Task directions:
Write out exactly, please, the lines from the one containing "the stone retaining" to the end of the material.

Coordinate labeling data:
---

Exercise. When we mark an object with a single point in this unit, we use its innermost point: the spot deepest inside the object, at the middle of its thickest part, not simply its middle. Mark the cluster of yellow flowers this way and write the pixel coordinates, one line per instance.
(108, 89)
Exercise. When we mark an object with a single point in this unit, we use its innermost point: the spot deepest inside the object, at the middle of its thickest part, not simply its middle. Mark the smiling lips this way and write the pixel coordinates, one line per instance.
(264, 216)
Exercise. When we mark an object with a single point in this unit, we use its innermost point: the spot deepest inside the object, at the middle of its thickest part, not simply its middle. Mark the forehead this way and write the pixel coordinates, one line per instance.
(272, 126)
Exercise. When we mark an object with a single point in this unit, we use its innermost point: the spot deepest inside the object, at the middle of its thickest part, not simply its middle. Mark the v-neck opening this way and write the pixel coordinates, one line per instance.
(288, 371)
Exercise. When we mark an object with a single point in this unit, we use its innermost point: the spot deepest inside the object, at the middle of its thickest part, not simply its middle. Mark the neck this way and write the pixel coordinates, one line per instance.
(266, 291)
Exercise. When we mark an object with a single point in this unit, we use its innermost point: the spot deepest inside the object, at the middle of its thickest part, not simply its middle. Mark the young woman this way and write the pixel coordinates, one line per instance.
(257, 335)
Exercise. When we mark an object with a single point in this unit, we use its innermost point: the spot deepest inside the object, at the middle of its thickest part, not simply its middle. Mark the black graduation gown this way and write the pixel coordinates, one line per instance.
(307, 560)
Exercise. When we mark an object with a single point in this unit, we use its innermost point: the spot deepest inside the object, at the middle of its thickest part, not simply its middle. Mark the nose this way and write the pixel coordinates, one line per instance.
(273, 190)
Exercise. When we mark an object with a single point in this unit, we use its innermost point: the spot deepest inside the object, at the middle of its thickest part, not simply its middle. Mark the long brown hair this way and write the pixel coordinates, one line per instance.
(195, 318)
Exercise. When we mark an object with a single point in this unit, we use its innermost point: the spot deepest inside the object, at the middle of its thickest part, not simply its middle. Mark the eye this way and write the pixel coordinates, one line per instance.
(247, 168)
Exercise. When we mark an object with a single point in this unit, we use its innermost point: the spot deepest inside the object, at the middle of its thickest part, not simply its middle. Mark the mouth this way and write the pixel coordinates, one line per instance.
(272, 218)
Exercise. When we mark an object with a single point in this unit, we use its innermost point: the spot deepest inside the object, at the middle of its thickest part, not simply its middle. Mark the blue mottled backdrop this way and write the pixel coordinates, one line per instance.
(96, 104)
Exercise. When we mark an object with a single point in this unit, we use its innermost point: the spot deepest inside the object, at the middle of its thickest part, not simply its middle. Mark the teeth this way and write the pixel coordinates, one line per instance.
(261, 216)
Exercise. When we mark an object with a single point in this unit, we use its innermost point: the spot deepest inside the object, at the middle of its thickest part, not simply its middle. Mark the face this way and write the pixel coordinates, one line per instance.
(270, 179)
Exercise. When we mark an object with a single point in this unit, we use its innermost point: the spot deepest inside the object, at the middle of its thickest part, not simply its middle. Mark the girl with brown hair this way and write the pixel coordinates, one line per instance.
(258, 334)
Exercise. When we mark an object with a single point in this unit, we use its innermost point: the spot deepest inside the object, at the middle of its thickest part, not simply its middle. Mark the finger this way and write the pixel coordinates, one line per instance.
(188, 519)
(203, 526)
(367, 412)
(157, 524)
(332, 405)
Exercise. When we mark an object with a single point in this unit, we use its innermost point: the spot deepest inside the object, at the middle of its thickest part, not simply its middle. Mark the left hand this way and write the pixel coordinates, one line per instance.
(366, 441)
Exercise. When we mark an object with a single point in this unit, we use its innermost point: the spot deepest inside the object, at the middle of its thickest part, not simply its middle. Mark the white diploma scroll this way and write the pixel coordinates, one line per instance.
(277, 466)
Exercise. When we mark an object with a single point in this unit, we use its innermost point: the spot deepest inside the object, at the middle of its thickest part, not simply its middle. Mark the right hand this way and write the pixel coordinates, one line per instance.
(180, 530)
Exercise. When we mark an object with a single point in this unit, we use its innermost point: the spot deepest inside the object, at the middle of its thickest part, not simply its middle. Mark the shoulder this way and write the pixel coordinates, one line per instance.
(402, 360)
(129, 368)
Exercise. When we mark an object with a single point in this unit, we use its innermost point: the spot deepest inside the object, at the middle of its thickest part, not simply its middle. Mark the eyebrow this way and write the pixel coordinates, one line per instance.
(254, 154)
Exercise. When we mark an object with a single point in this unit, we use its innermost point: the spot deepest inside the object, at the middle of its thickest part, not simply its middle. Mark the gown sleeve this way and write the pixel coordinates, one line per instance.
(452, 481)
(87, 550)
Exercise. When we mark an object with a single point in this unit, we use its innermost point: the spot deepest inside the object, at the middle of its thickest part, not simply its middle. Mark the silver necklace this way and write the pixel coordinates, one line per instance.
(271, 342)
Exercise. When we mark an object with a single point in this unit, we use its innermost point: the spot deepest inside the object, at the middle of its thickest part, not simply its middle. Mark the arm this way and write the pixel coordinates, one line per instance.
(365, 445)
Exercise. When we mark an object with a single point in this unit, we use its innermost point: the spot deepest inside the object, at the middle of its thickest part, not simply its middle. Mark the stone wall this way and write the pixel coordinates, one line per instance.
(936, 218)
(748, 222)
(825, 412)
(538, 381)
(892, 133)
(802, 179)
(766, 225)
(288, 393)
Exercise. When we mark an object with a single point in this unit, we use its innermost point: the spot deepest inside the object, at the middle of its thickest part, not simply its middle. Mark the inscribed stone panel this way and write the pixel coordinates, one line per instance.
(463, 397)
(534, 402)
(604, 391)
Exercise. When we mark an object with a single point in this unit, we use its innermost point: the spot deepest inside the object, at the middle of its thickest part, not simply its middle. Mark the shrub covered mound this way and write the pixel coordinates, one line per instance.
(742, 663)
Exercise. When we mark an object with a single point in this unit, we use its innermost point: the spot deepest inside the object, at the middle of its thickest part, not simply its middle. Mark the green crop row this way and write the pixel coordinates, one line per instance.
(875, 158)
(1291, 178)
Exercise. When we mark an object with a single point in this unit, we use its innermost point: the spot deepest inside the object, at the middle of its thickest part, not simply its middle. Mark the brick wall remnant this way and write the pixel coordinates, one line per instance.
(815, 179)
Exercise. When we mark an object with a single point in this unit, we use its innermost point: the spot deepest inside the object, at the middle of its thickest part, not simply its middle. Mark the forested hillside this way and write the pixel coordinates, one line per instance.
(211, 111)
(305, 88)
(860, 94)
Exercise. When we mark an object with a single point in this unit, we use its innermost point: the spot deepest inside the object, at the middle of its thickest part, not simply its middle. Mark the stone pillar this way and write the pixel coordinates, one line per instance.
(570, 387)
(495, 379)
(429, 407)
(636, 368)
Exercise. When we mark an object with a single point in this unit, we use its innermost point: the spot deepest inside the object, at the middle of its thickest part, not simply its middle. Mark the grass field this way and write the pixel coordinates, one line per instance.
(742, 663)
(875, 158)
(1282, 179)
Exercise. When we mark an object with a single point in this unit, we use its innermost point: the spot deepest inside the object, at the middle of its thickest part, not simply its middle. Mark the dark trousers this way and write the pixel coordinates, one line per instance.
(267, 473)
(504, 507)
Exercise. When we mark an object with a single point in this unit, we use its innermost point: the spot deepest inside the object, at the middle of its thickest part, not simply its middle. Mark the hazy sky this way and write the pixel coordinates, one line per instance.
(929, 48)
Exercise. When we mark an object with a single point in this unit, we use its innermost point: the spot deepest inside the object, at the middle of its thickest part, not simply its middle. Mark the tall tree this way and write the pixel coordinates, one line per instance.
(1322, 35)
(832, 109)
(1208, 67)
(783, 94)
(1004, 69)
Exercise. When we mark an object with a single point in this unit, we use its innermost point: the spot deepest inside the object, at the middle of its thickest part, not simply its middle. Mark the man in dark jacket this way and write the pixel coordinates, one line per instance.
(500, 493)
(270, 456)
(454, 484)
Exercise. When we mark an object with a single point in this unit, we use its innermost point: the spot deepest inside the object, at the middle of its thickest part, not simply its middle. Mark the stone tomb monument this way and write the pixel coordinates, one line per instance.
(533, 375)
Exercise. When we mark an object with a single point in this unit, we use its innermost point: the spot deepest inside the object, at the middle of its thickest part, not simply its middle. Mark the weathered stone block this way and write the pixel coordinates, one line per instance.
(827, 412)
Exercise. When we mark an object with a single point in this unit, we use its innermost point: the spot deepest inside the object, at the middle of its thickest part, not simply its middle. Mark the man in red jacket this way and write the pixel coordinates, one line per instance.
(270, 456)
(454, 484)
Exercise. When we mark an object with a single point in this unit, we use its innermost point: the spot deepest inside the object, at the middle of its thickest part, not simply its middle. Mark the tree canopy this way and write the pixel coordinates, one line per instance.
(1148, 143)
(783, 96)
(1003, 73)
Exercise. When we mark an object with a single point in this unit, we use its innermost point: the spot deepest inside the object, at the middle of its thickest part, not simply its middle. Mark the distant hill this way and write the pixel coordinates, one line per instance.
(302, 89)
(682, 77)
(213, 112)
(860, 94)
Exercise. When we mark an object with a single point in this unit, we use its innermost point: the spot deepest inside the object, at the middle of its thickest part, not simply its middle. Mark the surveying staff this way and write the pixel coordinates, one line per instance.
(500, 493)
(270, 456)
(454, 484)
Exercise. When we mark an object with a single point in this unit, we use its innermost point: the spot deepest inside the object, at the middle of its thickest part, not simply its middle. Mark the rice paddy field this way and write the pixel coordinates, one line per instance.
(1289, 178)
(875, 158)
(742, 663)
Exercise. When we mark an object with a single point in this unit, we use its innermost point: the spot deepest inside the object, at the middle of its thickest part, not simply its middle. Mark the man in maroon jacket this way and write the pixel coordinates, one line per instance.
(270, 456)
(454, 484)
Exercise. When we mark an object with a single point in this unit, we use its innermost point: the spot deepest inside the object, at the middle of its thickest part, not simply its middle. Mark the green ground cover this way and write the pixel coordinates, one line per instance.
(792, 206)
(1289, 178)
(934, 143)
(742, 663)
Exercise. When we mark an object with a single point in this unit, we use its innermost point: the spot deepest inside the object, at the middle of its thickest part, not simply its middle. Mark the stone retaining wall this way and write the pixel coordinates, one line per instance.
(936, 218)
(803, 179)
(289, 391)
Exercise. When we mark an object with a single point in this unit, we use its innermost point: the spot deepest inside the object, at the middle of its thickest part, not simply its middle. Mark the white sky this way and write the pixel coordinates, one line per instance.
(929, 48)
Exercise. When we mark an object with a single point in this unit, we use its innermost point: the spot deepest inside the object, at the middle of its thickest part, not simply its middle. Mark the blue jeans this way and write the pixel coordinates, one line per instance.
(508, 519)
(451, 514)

---

Exercise output:
Exercise. When we mark an object with a single point in this unit, we use its innermost point: the spot deepest inside the object, at the middle of its thickest part, not simply its middle. Mark the stone retaining wall this way and write the pixel coordinates, one line per instance.
(936, 218)
(803, 179)
(289, 391)
Exercise. When we mark an object with a single point in this unit, we use its innermost point: the spot deepest inside the object, at the middle of its thickest part, not simply its middle. Mark the white sky this way and write the pixel coordinates, one line per instance.
(929, 48)
Exercise. When we mark an object with a single point in this unit, we use its innermost point: the spot deepest inside the object, at the middle of its thickest part, not simply its middle. Mark the blue jeans this way and write the pixel coordinates, one line per instance.
(508, 519)
(451, 514)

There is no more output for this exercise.